Entries for pointing at objects in photos

────

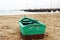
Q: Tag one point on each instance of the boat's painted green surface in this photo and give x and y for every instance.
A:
(30, 26)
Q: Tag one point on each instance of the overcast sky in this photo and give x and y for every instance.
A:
(24, 4)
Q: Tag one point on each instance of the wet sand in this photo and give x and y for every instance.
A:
(9, 27)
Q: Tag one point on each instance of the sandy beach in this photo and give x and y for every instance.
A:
(9, 27)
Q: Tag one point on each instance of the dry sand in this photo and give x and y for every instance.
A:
(9, 27)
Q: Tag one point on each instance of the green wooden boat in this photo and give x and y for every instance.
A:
(30, 26)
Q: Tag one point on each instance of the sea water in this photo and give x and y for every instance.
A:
(3, 12)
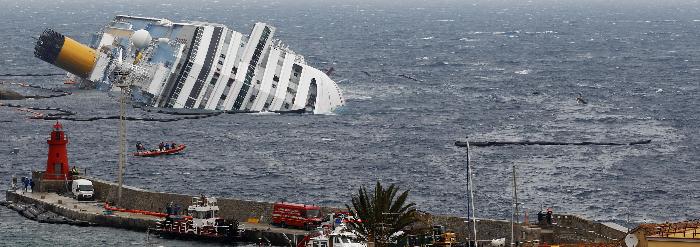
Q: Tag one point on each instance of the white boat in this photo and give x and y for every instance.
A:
(195, 65)
(341, 236)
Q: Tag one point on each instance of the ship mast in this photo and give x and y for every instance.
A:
(123, 84)
(470, 185)
(514, 216)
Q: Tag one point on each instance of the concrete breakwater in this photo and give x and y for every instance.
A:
(570, 228)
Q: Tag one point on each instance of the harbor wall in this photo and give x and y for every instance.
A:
(103, 220)
(570, 228)
(135, 198)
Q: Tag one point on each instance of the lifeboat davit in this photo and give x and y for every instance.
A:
(151, 153)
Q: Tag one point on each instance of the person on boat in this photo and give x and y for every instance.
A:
(74, 171)
(169, 208)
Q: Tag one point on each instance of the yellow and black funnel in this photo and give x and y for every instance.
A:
(65, 53)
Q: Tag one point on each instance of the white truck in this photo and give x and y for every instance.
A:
(82, 189)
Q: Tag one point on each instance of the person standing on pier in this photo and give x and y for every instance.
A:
(25, 182)
(14, 182)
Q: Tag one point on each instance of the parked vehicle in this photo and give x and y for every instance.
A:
(82, 189)
(340, 236)
(286, 214)
(200, 223)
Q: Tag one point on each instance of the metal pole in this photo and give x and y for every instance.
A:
(515, 209)
(470, 184)
(122, 142)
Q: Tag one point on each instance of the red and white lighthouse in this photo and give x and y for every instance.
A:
(57, 162)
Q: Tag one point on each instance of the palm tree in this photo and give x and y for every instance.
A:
(381, 214)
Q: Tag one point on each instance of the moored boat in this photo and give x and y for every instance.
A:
(158, 152)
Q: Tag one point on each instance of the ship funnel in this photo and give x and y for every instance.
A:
(65, 53)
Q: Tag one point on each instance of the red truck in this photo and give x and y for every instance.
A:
(286, 214)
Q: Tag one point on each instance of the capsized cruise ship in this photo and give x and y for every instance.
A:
(196, 65)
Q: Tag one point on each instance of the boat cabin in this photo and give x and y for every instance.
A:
(204, 211)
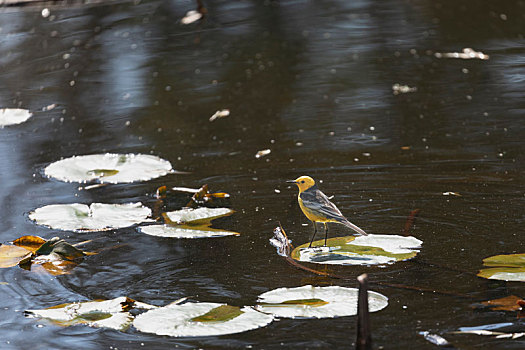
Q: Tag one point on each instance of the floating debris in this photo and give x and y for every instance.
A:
(12, 116)
(220, 114)
(402, 89)
(185, 231)
(48, 108)
(451, 194)
(112, 313)
(509, 267)
(373, 249)
(263, 153)
(435, 339)
(316, 302)
(95, 217)
(109, 168)
(467, 54)
(200, 319)
(197, 216)
(281, 242)
(191, 16)
(508, 303)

────

== Prompt ==
Copy every line of the entries above word for word, leaving out the pictures.

== Correct response ==
Q: Tag one point on each instance of the boat's painted green surface in this photo and give x and y for every instance.
A:
(30, 26)
Q: Tag one point on each instance of the overcast sky in this photo and give x and y for every instance.
A:
(24, 4)
Q: Tag one point on each instance of the wet sand in this photo and give x and y for every instance.
A:
(9, 27)
Q: Tag one point on each instance of the sandy beach in this photo and give x and y for every instance.
A:
(9, 27)
Q: Tag one point on each instance of the dry sand in this photo and give x and y for every instance.
A:
(9, 27)
Q: Tag one point on each instance of the green wooden boat in this photo and give x and y for every instance.
A:
(30, 26)
Q: Tag one point on each instance of the sea water in this photo and give x and y for every instance.
A:
(3, 12)
Q: Tag one point on each instance of the white boat in this photo and give x and y for every instance.
A:
(195, 65)
(341, 236)
Q: Tag one point on each instance of the ship mast in this photo and give x and y for every instance.
A:
(123, 84)
(470, 185)
(514, 216)
Q: Tag one point on each instance of the concrete breakwater in this photo and give x and y for every instance.
A:
(570, 228)
Q: Tag one point on each instance of the harbor wall in this photo and give x and y for every instance.
A:
(103, 220)
(570, 228)
(135, 198)
Q: Tag one point on each instance of the lifeboat davit in this photo and give x and y for every instance.
A:
(151, 153)
Q: Tag one point on each instance of the person on boat in this photo and give x and y for every instance.
A:
(74, 171)
(169, 208)
Q: Tag one point on each instance of the yellow and black funnel in this photo and give x and y for every instance.
A:
(65, 53)
Q: Tag one point on each instance of the white truck in this photo and give x and y for every instance.
A:
(82, 189)
Q: Tag one point on each instance of the person standing on pier in this photo and give x and y for every instance.
A:
(25, 182)
(14, 182)
Q: Tag one point on each instance of the parked vehicle in this photo and give x and y for every instance.
A:
(82, 189)
(340, 236)
(286, 214)
(200, 223)
Q: Tag one point on each instance of the metal pole in this photo and give x and y for every instance.
A:
(515, 209)
(470, 184)
(122, 142)
Q: Tag one point on each instance of the red and white lighthouse in this photo and give x and y for every instance.
A:
(57, 162)
Q: Tag one point on each instance of the palm tree in this photo and give x and y for every instance.
A:
(381, 214)
Q: Tag one point on each instance of the moored boat in this photo and give x and y for every instance.
A:
(158, 152)
Q: Tag one point on each instance of the ship funnel in this photo and give x and y for every instance.
A:
(65, 53)
Q: Tag one point on each instance of the red truck in this photo and give x and y for every instance.
A:
(286, 214)
Q: Tag one point on each instance of the capsized cruise ship in this photo and give x and y for every instance.
A:
(196, 65)
Q: Tag one point on each instance of the boat cabin in this photo and give x and y for every instance.
A:
(204, 211)
Q: Tag one point on each instance of the floating debris in this photo and give x and y for every instance.
A:
(12, 116)
(220, 114)
(402, 89)
(185, 231)
(48, 108)
(451, 194)
(112, 313)
(509, 267)
(373, 249)
(263, 153)
(435, 339)
(316, 302)
(95, 217)
(109, 168)
(467, 54)
(200, 319)
(197, 216)
(281, 242)
(191, 16)
(508, 303)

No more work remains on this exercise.